WHAT NEEDS TO BE DONE:
In the comment below about Dan Graur and ENCODE, which ambiguous term does it say ENCODE scientists used to promote their work?

--- TEXT UNDER STUDY Enclosed Below ---

Clearly Dan Graur was talking about population genetics in relation to genome size constraints. The relative frequencies and fitness effects of beneficial to neutral and deleterious mutations. Not about all things evolution, or common descent.
So now we get to see Gilbert squirm about how Graur, contrary to his own words, really meant what Gilbert would have liked him to have meant.
Gotta love Dan Graur. Not one to mince words.
Honestly, I don’t know about this.
ENCODE scientists were puffing their work using a profoundly ambiguous term, “function.” In terms of evolution, what really matters is tolerance to mutation, not the wide net catch all meaning “function” that the ENCODE scientists were playing with to boost their numbers.
That number, tolerance of organismal fitness in humans to mutation, we already know by other means So was ENCODE right or wrong or in conflict with evolution? I think it should be stupidly obvious that they were using different definitions for “function” than would be important for determining the plausibility of evolution.

--- End of Enclosed TEXT UNDER STUDY ---
--- RECORD SET Enclosed Below ---

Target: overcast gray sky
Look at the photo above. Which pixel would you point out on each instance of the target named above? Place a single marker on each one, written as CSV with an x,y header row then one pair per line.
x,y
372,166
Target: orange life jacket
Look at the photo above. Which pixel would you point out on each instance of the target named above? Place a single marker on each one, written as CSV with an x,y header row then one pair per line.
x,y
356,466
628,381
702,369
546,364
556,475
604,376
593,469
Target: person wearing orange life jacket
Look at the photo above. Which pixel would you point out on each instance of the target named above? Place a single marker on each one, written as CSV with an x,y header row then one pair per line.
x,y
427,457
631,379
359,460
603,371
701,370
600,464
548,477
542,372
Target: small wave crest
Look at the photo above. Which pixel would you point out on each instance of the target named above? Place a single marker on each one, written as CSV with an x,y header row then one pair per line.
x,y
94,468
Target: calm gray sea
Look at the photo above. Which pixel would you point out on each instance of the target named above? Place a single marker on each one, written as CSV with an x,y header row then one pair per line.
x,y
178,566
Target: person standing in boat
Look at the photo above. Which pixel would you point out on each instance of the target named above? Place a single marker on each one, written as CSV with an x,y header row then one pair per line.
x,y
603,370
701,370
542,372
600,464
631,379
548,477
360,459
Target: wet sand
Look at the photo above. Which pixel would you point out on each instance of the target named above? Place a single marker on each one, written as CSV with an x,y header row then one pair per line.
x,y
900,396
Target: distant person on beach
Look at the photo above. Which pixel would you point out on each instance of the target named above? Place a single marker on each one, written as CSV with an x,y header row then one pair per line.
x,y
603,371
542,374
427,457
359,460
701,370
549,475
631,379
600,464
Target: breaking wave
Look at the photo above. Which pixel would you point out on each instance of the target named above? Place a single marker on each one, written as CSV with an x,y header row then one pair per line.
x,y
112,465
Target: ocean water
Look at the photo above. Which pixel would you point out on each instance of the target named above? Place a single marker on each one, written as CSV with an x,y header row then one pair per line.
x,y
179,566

--- End of Enclosed RECORD SET ---

SOLUTION BELOW:
"Function."